About this task:
From the post about BMI and weight training, pull out everything from "I’m pretty lean" down to "5-10lbs of muscle.", word for word.

Source passage:
Start of Block

That’s funny.
I’m just over 25, which is considered “overweight.”
I’m pretty lean (I have abs), so it’s unlikely that anyone would look at me and suggest that I need to go on a diet. In fact, I’d like to add 5-10lbs of muscle.
I also mentioned this in the thread on exercising, but I’m surprised at the distribution shown here; BMI concentrates near the normal range as expected and tails off as you go higher but then there’s that range for over 39 (morbid obesity) sticking out like a sore thumb, much more so than the below 19 option, which includes part of the normal range (it’d be like a below 15 or so option). Although I suppose that suggests those people are morbidly obese for specific reasons not necessarily related to the usual culprits.
I can’t bench press, due to my torn rotator cuffs. All I do for chest is incline pressing/benching (with weighted dips thrown in for completeness) and my chest is one of my better/stronger muscle groups. I haven’t touched a flat bench or flat dumbbell-press in over 7 years.

End of Block

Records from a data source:

Start of Block

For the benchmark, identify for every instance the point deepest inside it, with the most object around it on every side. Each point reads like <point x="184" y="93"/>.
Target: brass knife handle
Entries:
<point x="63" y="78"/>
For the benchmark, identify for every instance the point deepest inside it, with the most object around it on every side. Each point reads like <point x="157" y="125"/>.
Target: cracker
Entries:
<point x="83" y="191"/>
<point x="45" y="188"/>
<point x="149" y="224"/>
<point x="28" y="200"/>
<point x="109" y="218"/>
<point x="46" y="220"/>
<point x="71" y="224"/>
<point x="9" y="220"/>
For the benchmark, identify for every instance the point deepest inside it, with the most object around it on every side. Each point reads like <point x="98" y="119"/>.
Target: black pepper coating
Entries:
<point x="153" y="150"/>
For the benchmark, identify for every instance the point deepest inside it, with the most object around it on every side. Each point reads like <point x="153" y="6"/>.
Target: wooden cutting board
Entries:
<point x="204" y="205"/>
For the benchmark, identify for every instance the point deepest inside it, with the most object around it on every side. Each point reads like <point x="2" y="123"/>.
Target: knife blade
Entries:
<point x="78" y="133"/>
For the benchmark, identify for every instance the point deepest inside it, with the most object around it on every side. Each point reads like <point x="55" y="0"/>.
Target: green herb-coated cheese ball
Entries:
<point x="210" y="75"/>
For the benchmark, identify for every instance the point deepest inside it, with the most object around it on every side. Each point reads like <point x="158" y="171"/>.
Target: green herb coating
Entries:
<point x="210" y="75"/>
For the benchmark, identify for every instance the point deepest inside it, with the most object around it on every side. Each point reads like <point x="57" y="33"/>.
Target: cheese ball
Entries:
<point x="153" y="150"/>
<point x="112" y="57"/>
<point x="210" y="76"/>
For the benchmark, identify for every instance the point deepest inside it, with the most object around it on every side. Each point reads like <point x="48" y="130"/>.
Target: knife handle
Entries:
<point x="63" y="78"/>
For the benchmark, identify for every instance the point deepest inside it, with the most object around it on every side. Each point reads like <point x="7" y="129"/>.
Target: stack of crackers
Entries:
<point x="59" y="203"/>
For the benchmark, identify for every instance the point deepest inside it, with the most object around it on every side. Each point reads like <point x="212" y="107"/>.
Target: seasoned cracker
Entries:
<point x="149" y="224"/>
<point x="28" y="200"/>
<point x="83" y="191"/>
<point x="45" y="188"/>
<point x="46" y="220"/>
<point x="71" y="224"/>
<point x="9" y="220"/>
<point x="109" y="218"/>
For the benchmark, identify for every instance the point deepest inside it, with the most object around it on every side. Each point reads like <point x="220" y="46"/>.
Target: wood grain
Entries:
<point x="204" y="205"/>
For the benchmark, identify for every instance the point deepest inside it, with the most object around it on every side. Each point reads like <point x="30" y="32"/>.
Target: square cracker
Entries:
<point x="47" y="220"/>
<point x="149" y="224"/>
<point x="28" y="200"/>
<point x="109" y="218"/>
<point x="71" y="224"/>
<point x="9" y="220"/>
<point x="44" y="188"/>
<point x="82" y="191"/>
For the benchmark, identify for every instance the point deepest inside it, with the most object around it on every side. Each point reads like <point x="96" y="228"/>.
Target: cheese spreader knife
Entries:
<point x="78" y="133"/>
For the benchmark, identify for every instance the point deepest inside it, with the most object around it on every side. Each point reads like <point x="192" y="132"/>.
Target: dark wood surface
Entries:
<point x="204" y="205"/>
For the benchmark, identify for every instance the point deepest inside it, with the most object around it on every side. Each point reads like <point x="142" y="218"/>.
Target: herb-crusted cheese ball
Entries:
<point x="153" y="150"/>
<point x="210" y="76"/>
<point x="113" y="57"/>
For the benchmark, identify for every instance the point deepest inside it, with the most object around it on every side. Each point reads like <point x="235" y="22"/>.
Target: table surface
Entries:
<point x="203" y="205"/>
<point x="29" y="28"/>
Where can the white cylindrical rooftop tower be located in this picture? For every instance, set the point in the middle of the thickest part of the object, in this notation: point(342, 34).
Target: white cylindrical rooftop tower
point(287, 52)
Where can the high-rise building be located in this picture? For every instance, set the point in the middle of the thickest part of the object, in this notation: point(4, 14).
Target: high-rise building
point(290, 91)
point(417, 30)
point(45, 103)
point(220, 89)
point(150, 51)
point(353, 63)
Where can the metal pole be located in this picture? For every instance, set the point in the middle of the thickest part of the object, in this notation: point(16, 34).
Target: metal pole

End of Block

Answer space:
I’m pretty lean (I have abs), so it’s unlikely that anyone would look at me and suggest that I need to go on a diet. In fact, I’d like to add 5-10lbs of muscle.